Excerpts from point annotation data
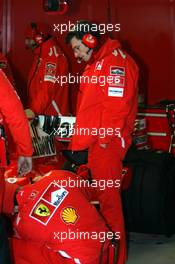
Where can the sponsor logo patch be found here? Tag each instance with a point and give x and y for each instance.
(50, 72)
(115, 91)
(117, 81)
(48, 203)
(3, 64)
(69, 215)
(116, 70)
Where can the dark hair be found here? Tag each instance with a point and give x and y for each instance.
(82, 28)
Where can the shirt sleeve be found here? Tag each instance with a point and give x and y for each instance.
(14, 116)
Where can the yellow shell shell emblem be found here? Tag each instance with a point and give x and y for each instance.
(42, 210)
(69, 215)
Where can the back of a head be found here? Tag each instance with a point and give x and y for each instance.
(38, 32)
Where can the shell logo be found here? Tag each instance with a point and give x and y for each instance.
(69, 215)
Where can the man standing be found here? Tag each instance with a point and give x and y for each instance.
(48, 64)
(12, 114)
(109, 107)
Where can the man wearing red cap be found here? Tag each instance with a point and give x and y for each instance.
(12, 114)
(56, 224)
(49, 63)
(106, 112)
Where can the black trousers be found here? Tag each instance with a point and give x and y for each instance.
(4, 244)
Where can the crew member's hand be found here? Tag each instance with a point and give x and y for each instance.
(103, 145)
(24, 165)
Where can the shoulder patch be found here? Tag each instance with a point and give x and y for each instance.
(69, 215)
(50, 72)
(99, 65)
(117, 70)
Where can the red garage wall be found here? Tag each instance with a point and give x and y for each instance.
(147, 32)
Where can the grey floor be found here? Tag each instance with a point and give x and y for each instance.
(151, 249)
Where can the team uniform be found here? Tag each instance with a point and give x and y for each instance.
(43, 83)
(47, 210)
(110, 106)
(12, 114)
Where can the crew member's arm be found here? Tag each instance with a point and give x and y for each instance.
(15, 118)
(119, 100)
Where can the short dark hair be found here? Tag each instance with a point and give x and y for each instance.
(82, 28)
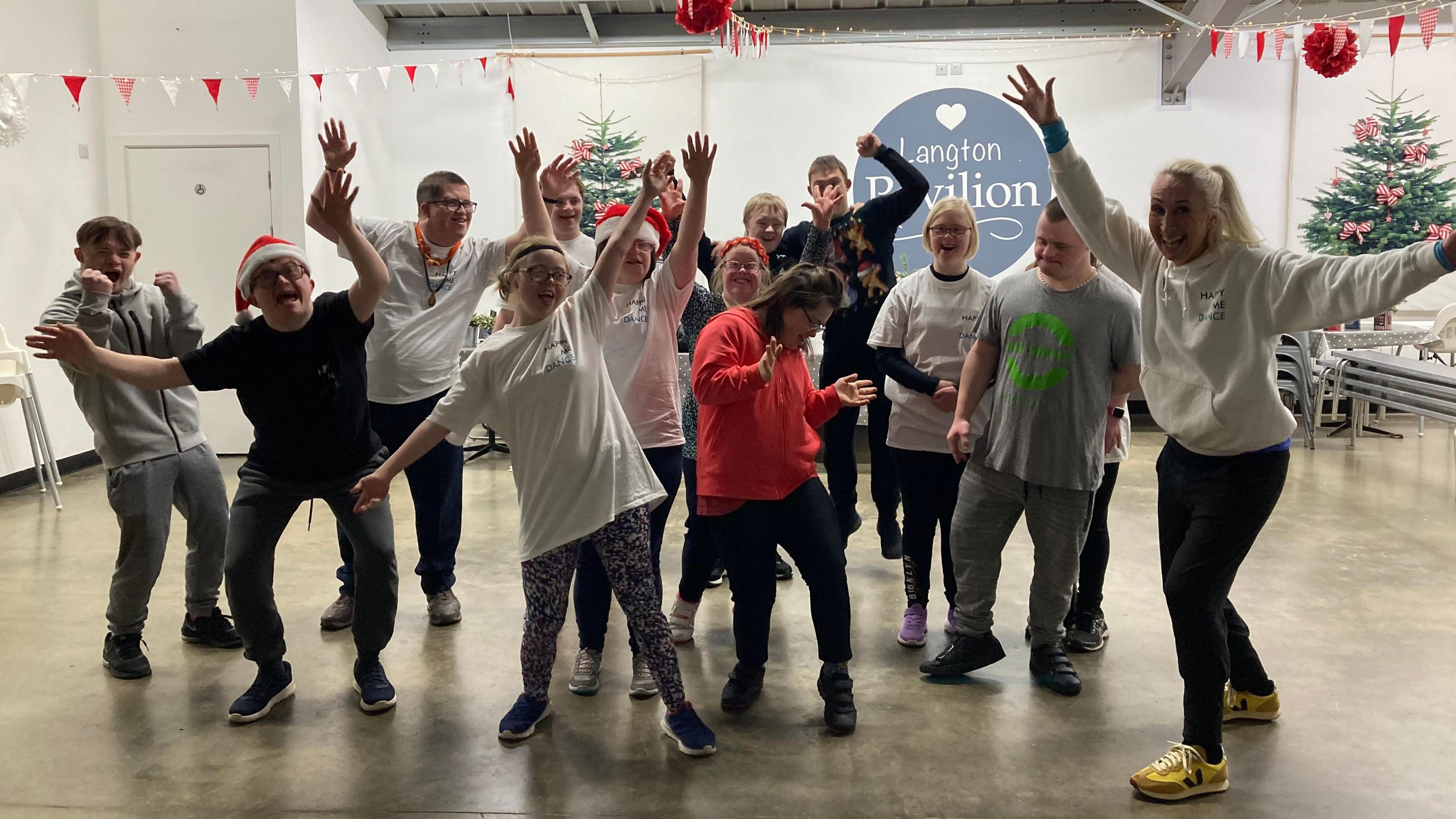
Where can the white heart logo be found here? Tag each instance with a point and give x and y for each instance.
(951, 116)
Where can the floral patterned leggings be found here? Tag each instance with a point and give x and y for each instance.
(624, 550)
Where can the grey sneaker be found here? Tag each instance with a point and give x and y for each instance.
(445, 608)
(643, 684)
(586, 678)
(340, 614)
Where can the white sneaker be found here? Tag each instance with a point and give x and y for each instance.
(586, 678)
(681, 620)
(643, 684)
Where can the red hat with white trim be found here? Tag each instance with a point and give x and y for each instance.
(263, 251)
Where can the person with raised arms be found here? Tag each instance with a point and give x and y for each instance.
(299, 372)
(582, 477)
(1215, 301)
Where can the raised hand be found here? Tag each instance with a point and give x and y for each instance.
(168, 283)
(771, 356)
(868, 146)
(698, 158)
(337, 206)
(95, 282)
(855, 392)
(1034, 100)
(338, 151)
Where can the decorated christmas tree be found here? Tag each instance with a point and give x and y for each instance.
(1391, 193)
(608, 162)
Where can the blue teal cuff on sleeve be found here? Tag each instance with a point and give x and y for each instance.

### Task statement
Extract every line of the entries above word for word, leaving out the pictures.

### Written answer
Where can the sponsor logo patch be found here? Tag each instance with a point and give x and y for each instance.
(50, 72)
(115, 91)
(117, 81)
(48, 203)
(3, 64)
(69, 215)
(116, 70)
Where can the dark hair be found here? Tag each instance with a point and give x and y for each instance.
(82, 28)
Where can the shirt sleeve be found here? Tag each instance with a point and give x and y for each instance.
(14, 116)
Where can the yellow shell shell emblem be found here? Tag each instance with a point and give x and y for each instance.
(42, 210)
(69, 215)
Where can the back of a head be found here? Tag each instance with a point and give x and y for each instance.
(38, 32)
Where can the shell logo be found here? Tag each instance with a point and give x and y for each instance.
(69, 215)
Where can the man standing be found here? Tag each instance with a point and give x and y for each instance.
(48, 64)
(12, 114)
(109, 107)
Where can the man wearing red cap be found here? Tag each instance with a point and give x and y for each instance.
(12, 114)
(56, 224)
(49, 63)
(106, 112)
Where can the black trousers be found here? Tag each instance with a point and give x and y for each instance.
(4, 244)
Where can the crew member's hand be found here? Tag each instance with a point and give x and y for each instance.
(103, 145)
(24, 165)
Where can the shoulder patch be found here? Tag each instance with a point and give x and y for each instance.
(69, 215)
(50, 72)
(99, 65)
(117, 70)
Where can the red garage wall be found here? Tag each instance with a point and give x and y for each instance.
(147, 32)
Where can the grey floor be found here? Tag each instance with a point and give x and y for each instance.
(151, 249)
Where can the team uniform be found here? Tag each instance with a point and give x and y for each instance.
(43, 83)
(47, 210)
(110, 106)
(12, 114)
Where can the crew member's arm be found here? Tag each instance with a point and give x and y for each instance.
(15, 118)
(119, 100)
Where can the short dark hair be found here? Tag each instance with a point and give x and y for each instance.
(82, 28)
Where can the white heart logo be found here? Tag each instance with a point and give x and y for each instance.
(951, 116)
Where can the floral patterned leggings be found here? Tag each instance with a point and give x and y for each instance.
(624, 550)
Where can the grey sneaker be found here? Tag each instance with a point and give x and y for each instance.
(445, 608)
(643, 684)
(586, 678)
(340, 614)
Where can the white sneaker be found here? Tag each instance with a point and give x and y for each instance.
(586, 678)
(681, 620)
(643, 684)
Where can the red hat with white trim be found here? Tag each instance with a point and give x and y for each instance.
(263, 251)
Where can the person with raised arms be found here? Tag each instance with a point and give x and y for each instance.
(299, 372)
(582, 477)
(1215, 301)
Where can the raised hand be found here? Tag each instance with a point and give x and y for each instance.
(168, 283)
(771, 356)
(868, 146)
(698, 158)
(337, 206)
(95, 282)
(855, 392)
(1034, 100)
(338, 151)
Where can the decorated christmas tree be found here? Tag each instance with a point and give x and y for each instance.
(1391, 193)
(608, 162)
Where can the blue teal cuff on sleeve be found here? Tag each instance with a point and give x and y for each instance.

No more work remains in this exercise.